Well we all know why PARIS was chosen there are lots of SLAGS there, Ha Ha Regards Larry.
Norman Ingram:
Corby, I have not been in it since 1959, I have been around it many times, and in the BRS depot, until it closed, people tell me it gone up market since the steel industry went out of there, one time they was trying to get a disney world there, but they chose Paris.
They should have built Disneyworld there,there were plenty of bloody comedians worked in Corby.
I used to deliver to Littlewoods store there on nights in the 80s and never saw a soul,used to see more folk in Market Harborough.
i’m surprised you’re on here tonight chris , it was on the news about the iom doing a wartime reenactment weekend . i was thinking they would be sure to intern you as a foreign alien , how did you escape ?
rigsby:
i’m surprised you’re on here tonight chris , it was on the news about the iom doing a wartime reenactment weekend . i was thinking they would be sure to intern you as a foreign alien , how did you escape ?

_Exercise instructions_:
A) Rewrite the forum thread about Corby between "Well we all" and "in Market Harborough.", inclusive, replacing "Littlewoods" with "Woolworths".
B) Carry on the forum thread about Corby from the point where it stops.
The data records come from a separate source.

_Data records_:
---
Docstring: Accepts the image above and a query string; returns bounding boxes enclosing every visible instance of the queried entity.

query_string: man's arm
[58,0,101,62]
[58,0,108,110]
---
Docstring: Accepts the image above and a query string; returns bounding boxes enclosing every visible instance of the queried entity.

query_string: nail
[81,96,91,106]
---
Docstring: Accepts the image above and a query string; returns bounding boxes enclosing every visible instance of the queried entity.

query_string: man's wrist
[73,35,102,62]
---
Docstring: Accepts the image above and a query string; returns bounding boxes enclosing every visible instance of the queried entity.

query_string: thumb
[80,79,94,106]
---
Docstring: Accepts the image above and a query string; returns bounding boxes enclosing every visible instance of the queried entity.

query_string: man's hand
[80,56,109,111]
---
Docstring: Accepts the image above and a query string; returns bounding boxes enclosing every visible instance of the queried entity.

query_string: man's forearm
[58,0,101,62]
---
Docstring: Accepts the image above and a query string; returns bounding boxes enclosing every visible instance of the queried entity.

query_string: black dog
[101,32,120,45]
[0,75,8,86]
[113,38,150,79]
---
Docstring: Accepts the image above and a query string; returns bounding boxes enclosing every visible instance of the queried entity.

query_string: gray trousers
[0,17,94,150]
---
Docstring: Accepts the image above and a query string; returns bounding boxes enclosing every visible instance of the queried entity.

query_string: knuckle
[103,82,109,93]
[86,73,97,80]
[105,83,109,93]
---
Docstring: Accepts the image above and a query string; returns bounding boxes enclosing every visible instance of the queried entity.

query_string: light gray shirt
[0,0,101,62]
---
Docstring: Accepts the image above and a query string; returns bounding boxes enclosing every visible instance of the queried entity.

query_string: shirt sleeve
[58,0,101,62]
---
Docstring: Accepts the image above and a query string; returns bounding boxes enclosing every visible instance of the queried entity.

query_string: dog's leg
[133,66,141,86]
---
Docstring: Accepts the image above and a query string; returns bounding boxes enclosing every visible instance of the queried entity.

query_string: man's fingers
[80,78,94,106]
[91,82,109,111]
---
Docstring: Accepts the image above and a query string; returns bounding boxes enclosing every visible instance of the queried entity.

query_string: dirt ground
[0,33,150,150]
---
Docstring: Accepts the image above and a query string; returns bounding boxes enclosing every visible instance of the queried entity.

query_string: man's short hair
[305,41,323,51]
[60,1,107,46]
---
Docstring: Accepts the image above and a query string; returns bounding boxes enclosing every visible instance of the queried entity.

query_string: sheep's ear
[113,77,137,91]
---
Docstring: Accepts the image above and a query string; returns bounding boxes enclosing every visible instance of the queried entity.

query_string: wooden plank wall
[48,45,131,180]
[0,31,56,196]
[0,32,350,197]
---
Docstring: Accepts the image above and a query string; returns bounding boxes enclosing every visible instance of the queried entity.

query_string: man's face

_Responses for each task_:
A)
Well we all know why PARIS was chosen there are lots of SLAGS there, Ha Ha Regards Larry.
Norman Ingram:
Corby, I have not been in it since 1959, I have been around it many times, and in the BRS depot, until it closed, people tell me it gone up market since the steel industry went out of there, one time they was trying to get a disney world there, but they chose Paris.
They should have built Disneyworld there,there were plenty of bloody comedians worked in Corby.
I used to deliver to Woolworths store there on nights in the 80s and never saw a soul,used to see more folk in Market Harborough.

B)
I managed to persuade the authorities that ex-Sheffielders were on the side of the Isle of Man.Took some doing Dave,I’ve been holed up on Snaefell until it was safe to come out. Our lass is from Derbyshire so there wasn’t a problem,don’t know why,does tha know?
they must think folks from derbyshire are too soft to be a danger . any road , how did you persuade a lovely derbyshire lass to wed you , a deedah , she must have had the beer goggles on methinks .
rigsby:
they must think folks from derbyshire are too soft to be a danger . any road , how did you persuade a lovely derbyshire lass to wed you , a deedah , she must have had the beer goggles on methinks .
She’s only just a Tup,100 yards from West Riding border at Gleadless,Sheffield.Anyroad,RAF uniform and a 500 AJS twin did it in 1960,been married 50 years in December,so as the Oklahoma song goes “Oh the dee-dahs and the tups can be friends” .
you old smoothie chris webb , swept her off her feet with a flash uniform and a fast bike eh . congratulations in advance for your anniversary , i’ve another year to serve to our 50th , if she doesn’t smother me in my sleep .
Chris I think she took you to the IOM, so it was easier for her to keep a eye on you! I have had my 50th in July, but have a nice one, and also you Dave hope you make it, a bit dodgy near Guy Fawks Day.
Norman Ingram:
Chris I think she took you to the IOM, so it was easier for her to keep a eye on you! I have had my 50th in July, but have a nice one, and also you Dave hope you make it, a bit dodgy near Guy Fawks Day.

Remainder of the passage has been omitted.